### Supplied passage
_ _ _ _ _ _ _
Objective: To evaluate carbamezapine (CBZ) for neuritic pain relief in Guillain-Barré syndrome (GBS) patients in the intensive care unit (ICU).
Design: Prospective, double-blind, randomly allocated cross-over study days.
Setting: ICU in a tertiary care university hospital.
Participants: Twelve consecutive, conscious adult (22-54 yrs) patients with GBS during recovery from the muscular weakness and receiving pressure-support ventilation in the ICU. All patients complained of severe backache and/or leg cramps and tenderness in muscles, and they required opioids for pain relief.
Interventions: CBZ (100 mg every 8 hrs) or equivalent placebo was given to nursing staff in coded powder form. Medication was given to patients through a nasogastric feeding tube. The same coded medicine was given for 3 days, and after a 1-day omission, a second set of coded powder was given for the next 3 days in a randomized, double-blind, crossover fashion. Pethidine (1 mg x kg(-1)) was given intravenously in between, if the pain score was >2. Group 1 (n = 6) patients were given a placebo on the first 3 days, followed by CBZ. Group 2 (n = 6) patients were given CBZ on the first 3 days, followed by a placebo.
_ _ _ _ _ _ _
### Source data
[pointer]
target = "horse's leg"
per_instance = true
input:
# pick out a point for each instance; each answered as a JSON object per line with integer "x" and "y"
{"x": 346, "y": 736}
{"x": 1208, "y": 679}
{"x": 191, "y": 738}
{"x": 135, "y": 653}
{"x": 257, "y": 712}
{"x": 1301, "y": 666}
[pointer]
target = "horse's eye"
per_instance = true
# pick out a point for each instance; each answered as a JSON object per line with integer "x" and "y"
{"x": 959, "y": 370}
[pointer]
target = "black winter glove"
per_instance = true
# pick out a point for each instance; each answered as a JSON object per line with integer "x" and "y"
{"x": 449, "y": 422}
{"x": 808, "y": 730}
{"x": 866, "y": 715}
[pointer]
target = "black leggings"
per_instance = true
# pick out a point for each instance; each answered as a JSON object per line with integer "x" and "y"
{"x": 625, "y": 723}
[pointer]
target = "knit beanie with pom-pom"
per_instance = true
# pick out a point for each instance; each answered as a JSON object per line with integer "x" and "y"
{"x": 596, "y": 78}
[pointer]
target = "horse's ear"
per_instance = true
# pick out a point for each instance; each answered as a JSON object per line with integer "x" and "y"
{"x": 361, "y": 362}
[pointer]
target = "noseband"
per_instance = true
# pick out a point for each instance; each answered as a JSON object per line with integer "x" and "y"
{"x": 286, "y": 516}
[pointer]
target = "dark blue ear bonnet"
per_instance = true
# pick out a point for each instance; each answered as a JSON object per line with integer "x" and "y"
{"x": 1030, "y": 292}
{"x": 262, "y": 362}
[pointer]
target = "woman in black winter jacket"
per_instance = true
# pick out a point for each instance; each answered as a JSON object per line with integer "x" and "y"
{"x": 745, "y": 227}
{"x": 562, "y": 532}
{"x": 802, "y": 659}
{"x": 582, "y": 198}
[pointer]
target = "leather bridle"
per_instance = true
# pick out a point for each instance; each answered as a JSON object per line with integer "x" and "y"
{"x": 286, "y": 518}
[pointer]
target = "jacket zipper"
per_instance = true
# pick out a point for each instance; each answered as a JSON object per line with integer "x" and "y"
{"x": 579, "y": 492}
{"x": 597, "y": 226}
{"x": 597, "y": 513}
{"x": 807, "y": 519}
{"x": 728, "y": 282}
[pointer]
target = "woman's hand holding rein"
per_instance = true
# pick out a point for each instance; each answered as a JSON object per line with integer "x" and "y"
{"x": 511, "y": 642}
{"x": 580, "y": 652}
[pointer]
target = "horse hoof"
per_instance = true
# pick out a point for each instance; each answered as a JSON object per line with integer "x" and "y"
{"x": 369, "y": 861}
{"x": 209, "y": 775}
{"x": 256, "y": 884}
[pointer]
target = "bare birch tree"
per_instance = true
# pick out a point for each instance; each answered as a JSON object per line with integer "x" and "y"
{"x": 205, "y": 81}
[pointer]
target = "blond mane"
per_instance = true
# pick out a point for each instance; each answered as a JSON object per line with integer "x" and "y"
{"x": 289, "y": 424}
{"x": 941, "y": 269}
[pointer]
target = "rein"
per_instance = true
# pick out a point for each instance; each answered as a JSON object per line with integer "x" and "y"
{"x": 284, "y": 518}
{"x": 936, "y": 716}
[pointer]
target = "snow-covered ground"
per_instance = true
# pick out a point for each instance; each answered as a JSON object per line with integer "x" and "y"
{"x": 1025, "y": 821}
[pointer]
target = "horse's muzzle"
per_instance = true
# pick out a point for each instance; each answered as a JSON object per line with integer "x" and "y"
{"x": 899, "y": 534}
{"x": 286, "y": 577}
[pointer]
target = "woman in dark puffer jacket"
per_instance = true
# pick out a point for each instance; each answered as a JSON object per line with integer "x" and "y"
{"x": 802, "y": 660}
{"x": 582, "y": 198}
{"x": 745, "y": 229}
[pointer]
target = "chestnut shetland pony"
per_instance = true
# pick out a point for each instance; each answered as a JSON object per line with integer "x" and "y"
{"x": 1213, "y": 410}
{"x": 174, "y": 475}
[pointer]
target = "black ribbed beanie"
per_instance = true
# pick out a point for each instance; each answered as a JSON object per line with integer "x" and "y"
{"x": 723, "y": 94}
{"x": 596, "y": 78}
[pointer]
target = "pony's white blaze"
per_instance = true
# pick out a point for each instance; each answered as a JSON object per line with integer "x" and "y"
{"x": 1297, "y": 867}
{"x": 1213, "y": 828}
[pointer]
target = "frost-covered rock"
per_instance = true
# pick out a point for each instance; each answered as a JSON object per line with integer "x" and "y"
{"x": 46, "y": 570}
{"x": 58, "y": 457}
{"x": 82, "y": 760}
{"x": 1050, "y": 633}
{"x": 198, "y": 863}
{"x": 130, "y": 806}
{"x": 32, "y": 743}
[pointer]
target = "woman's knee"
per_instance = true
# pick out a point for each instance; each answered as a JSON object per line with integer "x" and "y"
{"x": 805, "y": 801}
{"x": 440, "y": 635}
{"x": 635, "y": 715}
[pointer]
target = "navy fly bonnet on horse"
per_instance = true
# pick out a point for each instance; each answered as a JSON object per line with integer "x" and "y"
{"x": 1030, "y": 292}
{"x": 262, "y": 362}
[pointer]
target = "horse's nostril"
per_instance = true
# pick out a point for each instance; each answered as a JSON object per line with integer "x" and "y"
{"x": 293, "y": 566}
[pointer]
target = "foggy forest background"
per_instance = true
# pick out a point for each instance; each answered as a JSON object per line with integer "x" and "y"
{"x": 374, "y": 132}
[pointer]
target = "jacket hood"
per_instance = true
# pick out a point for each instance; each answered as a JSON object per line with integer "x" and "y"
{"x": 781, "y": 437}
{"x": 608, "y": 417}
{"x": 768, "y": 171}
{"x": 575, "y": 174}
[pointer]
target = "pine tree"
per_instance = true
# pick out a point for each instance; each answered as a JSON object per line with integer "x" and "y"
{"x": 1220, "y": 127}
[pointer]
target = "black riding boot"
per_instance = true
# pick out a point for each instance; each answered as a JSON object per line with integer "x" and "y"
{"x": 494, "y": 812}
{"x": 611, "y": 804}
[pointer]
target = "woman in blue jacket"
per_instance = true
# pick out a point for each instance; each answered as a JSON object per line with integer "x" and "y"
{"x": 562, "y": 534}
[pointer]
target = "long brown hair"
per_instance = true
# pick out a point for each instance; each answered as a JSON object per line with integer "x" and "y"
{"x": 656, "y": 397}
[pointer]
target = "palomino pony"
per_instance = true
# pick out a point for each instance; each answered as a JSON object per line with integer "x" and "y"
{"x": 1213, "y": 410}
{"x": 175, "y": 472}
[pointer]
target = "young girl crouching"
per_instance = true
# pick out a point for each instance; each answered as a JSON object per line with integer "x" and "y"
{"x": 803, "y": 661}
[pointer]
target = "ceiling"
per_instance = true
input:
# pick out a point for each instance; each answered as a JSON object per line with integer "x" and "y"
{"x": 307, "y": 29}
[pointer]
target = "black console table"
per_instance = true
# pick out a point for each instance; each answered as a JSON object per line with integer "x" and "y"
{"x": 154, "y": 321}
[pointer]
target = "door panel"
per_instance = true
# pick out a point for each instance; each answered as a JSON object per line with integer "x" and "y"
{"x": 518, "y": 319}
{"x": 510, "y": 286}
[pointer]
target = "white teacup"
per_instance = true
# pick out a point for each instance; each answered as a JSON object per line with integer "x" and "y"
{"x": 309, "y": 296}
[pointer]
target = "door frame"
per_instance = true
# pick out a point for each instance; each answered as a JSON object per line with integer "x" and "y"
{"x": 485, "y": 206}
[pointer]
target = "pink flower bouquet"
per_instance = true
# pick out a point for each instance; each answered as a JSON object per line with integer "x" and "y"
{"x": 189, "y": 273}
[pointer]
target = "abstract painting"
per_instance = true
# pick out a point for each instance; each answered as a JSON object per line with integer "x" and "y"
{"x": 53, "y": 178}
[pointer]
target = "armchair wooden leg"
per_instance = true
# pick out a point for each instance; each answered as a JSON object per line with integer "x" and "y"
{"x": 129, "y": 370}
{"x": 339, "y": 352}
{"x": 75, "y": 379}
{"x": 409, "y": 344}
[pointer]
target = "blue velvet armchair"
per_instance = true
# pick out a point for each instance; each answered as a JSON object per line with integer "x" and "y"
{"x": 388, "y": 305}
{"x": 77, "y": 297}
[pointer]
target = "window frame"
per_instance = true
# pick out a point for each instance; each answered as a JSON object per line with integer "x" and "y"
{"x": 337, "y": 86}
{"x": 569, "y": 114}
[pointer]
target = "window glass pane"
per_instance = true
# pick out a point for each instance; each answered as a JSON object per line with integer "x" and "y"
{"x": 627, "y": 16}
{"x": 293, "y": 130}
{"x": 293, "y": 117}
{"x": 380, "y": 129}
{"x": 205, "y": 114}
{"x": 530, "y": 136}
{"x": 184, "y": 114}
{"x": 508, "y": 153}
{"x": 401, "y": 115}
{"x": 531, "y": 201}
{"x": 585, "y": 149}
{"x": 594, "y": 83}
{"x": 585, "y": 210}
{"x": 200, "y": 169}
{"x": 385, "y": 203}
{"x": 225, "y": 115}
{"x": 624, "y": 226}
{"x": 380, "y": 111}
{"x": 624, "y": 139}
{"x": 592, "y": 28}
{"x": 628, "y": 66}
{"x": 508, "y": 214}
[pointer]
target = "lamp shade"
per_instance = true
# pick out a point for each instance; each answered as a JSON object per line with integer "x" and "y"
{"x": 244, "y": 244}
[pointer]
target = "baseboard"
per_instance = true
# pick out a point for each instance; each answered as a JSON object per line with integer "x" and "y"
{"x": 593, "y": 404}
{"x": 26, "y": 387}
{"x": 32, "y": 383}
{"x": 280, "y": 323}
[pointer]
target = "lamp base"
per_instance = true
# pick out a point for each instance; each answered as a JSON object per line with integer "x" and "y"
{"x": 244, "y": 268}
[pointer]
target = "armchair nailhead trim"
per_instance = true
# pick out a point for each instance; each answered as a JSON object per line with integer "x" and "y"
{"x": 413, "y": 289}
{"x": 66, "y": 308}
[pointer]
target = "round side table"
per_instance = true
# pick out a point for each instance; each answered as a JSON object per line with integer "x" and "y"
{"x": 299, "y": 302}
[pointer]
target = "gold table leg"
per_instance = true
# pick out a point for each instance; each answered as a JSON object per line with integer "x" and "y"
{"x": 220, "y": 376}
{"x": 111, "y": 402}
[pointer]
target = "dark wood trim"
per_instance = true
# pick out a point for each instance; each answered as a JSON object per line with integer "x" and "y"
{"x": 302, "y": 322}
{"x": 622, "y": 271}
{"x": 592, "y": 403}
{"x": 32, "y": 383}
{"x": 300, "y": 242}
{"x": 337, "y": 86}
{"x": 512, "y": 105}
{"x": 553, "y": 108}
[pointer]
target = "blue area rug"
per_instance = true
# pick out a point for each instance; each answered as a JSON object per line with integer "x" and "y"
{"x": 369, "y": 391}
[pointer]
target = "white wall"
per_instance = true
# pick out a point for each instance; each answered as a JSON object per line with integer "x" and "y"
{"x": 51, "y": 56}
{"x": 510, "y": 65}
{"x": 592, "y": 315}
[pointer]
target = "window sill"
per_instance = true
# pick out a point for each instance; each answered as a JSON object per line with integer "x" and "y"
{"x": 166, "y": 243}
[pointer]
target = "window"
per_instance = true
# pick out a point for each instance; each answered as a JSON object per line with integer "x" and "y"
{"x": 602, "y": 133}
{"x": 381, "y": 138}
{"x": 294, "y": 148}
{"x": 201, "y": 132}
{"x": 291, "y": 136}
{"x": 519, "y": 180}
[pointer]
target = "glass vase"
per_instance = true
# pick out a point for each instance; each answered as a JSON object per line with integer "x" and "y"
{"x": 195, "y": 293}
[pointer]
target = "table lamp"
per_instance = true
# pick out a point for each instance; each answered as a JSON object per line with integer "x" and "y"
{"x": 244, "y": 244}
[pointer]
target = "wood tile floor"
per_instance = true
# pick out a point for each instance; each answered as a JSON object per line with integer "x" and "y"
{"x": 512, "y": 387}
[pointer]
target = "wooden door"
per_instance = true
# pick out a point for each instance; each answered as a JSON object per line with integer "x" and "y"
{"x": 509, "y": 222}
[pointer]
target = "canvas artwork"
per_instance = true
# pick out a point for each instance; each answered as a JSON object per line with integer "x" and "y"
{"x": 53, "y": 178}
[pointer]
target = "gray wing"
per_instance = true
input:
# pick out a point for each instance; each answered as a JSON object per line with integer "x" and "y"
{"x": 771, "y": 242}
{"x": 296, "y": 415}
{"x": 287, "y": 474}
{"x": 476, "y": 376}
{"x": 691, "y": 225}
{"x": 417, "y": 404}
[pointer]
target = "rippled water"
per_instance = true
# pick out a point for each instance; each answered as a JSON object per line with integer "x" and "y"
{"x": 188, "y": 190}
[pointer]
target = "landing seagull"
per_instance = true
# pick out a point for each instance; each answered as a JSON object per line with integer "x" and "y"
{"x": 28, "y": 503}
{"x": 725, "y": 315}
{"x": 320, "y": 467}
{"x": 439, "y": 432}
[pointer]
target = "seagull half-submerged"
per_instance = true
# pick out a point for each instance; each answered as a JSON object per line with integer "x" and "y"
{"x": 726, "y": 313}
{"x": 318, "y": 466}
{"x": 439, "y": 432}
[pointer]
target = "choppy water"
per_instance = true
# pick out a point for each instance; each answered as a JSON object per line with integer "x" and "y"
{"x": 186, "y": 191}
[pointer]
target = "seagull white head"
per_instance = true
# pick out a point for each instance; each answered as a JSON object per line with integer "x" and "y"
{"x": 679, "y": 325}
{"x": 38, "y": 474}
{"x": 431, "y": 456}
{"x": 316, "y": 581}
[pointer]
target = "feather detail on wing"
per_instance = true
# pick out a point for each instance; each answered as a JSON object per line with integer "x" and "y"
_ _ _ _ _ _ _
### Complete the following
**A.** In the carbamazepine study abstract, what pain score led to intravenous pethidine being given?
**B.** Summarize the carbamazepine study abstract in two sentences.
**C.** Carry on the carbamazepine study abstract from its final sentence.

### Answer set
**A.** A pain score greater than 2.

**B.** A prospective, double-blind, crossover study in a tertiary care university hospital ICU evaluated carbamazepine for neuritic pain relief in twelve conscious adult Guillain-Barré syndrome patients on pressure-support ventilation who had severe pain requiring opioids. Patients received 100 mg of carbamazepine every 8 hours or a placebo through a nasogastric tube for 3 days, then the other for the next 3 days after a 1-day omission, with intravenous pethidine given between doses if the pain score exceeded 2.

**C.**
Measurements and main results: In these two study periods of different medications, we observed and scored pain (1, no pain; 5, severe pain), sedation (1, alert; 6, asleep, does not respond to verbal command), and total pethidine requirement per day. In group 1 patients, a significant (p < .001) improvement in the sedation score and a low requirement for pethidine was observed 3 days later, when CBZ was started. However, in group 2 patients, a gradual increase in the pethidine requirement and a high sedation score were noteworthy in the later days of placebo medication. Observations were also analyzed for CBZ days vs. placebo days. Overall, the pain score (1.7 +/- 0.8) during the CBZ period of both regimens was significantly (p < .001) lower than during the placebo days (3.1 +/- 0.9). Significantly higher doses of pethidine (3.7 +/- 0.9 mg/kg/day) were used on the placebo days than on the CBZ days (1.7 +/- 1.0 mg/kg/day).
Conclusion: The pain in GBS has a dual origin, and we recommend CBZ as an adjuvant to treat pain in GBS patients, during the recovery phase in the ICU, to reduce the narcotic requirement.